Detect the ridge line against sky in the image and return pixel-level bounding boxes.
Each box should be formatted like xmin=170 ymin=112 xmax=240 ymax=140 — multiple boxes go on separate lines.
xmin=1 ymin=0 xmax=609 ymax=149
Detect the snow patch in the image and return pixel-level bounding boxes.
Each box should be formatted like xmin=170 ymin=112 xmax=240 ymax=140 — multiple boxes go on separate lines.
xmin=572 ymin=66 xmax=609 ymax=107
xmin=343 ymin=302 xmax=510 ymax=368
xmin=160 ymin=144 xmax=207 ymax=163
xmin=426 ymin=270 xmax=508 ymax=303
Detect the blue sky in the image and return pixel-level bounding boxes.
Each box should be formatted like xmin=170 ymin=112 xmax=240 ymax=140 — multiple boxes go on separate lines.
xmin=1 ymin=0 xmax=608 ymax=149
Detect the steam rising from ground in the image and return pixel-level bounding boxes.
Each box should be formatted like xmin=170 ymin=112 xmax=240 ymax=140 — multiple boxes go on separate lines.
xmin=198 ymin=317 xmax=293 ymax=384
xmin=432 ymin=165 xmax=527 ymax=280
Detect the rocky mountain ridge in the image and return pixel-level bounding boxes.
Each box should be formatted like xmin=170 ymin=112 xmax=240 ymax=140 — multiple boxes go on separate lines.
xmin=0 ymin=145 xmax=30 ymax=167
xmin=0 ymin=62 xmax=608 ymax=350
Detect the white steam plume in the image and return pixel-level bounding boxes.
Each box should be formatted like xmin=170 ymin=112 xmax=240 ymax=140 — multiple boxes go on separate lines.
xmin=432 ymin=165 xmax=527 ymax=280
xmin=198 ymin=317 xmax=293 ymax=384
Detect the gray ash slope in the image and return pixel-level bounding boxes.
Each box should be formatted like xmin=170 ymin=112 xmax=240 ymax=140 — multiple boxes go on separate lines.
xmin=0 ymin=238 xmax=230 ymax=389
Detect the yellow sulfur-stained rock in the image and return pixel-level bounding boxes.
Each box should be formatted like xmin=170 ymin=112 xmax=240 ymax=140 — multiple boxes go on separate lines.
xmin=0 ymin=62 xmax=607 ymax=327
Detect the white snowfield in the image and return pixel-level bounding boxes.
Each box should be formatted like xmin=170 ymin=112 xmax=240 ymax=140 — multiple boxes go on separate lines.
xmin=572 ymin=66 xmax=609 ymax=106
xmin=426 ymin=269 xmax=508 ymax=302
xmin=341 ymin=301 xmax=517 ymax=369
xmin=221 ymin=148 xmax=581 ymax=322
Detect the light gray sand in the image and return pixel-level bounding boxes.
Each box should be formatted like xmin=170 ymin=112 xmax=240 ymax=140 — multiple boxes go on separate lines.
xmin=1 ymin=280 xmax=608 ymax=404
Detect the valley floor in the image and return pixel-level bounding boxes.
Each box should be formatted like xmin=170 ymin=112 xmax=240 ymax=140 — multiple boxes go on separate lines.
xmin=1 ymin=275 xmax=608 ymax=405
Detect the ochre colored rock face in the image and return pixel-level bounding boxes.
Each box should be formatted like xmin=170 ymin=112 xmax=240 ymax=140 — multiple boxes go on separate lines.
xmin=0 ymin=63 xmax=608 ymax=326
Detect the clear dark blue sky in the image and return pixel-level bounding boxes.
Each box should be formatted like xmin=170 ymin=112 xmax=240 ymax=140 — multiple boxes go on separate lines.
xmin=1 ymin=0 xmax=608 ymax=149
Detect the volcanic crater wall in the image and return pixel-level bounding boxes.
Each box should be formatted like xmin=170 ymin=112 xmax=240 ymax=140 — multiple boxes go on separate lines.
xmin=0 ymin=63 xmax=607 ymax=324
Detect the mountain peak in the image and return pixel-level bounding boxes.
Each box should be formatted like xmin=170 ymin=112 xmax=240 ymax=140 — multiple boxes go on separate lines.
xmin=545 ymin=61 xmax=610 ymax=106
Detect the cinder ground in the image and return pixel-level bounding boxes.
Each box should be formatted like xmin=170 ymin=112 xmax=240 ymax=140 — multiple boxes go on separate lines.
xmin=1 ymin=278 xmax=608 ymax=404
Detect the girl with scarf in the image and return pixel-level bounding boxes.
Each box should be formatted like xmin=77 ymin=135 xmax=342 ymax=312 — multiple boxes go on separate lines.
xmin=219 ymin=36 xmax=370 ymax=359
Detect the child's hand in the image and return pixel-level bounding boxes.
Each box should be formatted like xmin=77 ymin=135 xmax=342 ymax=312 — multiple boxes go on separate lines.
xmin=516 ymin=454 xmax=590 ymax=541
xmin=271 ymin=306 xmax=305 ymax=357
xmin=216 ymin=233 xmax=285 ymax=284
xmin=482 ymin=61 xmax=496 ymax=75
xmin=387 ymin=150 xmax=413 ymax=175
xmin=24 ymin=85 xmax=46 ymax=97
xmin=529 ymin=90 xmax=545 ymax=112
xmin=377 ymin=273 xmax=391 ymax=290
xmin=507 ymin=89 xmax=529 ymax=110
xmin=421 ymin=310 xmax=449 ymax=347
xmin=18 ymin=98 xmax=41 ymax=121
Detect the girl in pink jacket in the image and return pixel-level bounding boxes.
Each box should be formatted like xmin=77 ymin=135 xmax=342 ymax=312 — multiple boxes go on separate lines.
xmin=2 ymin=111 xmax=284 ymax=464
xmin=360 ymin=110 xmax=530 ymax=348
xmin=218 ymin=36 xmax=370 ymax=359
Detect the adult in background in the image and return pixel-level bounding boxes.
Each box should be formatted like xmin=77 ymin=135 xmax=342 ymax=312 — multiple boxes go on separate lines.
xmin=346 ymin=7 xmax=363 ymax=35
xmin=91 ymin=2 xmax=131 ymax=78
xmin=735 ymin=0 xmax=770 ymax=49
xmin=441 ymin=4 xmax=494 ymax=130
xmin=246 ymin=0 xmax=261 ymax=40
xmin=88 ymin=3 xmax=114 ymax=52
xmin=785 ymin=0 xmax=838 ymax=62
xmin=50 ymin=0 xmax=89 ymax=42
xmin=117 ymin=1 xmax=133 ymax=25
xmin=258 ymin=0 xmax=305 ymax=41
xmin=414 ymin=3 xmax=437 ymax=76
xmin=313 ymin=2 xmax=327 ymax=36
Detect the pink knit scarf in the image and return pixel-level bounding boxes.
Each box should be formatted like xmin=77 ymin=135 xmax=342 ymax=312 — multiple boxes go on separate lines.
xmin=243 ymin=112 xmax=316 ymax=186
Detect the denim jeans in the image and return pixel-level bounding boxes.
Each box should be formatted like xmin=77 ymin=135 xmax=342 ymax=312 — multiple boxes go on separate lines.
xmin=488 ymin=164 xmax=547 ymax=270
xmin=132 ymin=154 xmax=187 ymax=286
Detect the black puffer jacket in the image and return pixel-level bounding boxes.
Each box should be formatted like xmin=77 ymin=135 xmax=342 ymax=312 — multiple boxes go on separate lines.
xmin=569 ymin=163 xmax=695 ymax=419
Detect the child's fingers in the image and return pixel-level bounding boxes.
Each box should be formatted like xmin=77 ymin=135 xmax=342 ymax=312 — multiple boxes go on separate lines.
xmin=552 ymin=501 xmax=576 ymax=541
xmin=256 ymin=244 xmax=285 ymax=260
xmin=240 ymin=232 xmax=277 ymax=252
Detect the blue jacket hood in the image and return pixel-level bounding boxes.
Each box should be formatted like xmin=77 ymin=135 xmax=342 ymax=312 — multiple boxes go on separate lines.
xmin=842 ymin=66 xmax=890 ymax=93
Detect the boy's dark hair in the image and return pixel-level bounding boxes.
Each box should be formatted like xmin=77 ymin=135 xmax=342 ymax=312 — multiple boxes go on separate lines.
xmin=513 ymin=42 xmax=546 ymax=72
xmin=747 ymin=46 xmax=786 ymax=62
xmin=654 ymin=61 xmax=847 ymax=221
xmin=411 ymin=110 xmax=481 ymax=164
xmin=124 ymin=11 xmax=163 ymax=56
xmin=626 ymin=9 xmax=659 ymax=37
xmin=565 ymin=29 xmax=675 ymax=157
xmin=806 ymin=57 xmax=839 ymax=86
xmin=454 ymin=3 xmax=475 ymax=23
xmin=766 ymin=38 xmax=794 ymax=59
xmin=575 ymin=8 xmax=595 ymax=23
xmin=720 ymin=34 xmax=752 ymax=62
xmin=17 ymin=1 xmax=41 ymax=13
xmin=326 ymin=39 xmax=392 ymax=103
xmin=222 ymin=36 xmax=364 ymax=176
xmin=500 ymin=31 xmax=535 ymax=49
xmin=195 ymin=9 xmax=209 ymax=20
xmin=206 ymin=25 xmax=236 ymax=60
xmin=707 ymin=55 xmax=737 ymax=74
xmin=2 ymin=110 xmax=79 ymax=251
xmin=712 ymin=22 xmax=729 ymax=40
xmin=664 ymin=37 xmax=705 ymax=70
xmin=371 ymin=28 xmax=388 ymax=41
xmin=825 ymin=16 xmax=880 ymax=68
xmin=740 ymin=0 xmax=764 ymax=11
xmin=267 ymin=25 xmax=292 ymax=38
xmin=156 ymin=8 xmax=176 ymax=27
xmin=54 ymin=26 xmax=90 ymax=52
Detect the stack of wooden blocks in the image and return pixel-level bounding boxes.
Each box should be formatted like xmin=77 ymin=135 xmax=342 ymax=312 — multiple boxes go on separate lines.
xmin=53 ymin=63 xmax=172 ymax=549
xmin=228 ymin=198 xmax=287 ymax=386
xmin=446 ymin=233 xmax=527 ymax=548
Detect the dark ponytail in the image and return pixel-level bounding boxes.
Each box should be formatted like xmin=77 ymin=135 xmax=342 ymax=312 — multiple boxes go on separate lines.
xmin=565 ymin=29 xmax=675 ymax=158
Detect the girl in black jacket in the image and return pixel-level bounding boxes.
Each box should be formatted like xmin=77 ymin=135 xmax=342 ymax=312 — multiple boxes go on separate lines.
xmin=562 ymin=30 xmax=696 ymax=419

★ ★ ★

» **Work to be completed**
Look above for the line with "Detect the pink" and the line with "Detect the child's fingers". Retype those two lines and every line between them exactly, adding nothing.

» **Response**
Detect the pink knit scarf in the image and return pixel-level bounding boxes.
Each box should be formatted like xmin=77 ymin=135 xmax=342 ymax=312 — multiple boxes go on separate lines.
xmin=243 ymin=112 xmax=316 ymax=186
Detect the denim jeans in the image and return pixel-level bounding boxes.
Each box should be formatted like xmin=77 ymin=135 xmax=342 ymax=312 — multiple boxes go on separate lines.
xmin=488 ymin=164 xmax=547 ymax=270
xmin=132 ymin=154 xmax=187 ymax=286
Detect the black puffer jacket in the image and return pixel-level bounding boxes.
Each box should be formatted like xmin=77 ymin=135 xmax=342 ymax=312 — multiple boxes go on separate lines.
xmin=569 ymin=163 xmax=695 ymax=419
Detect the child's fingers in the image and return pixel-level bounding boxes.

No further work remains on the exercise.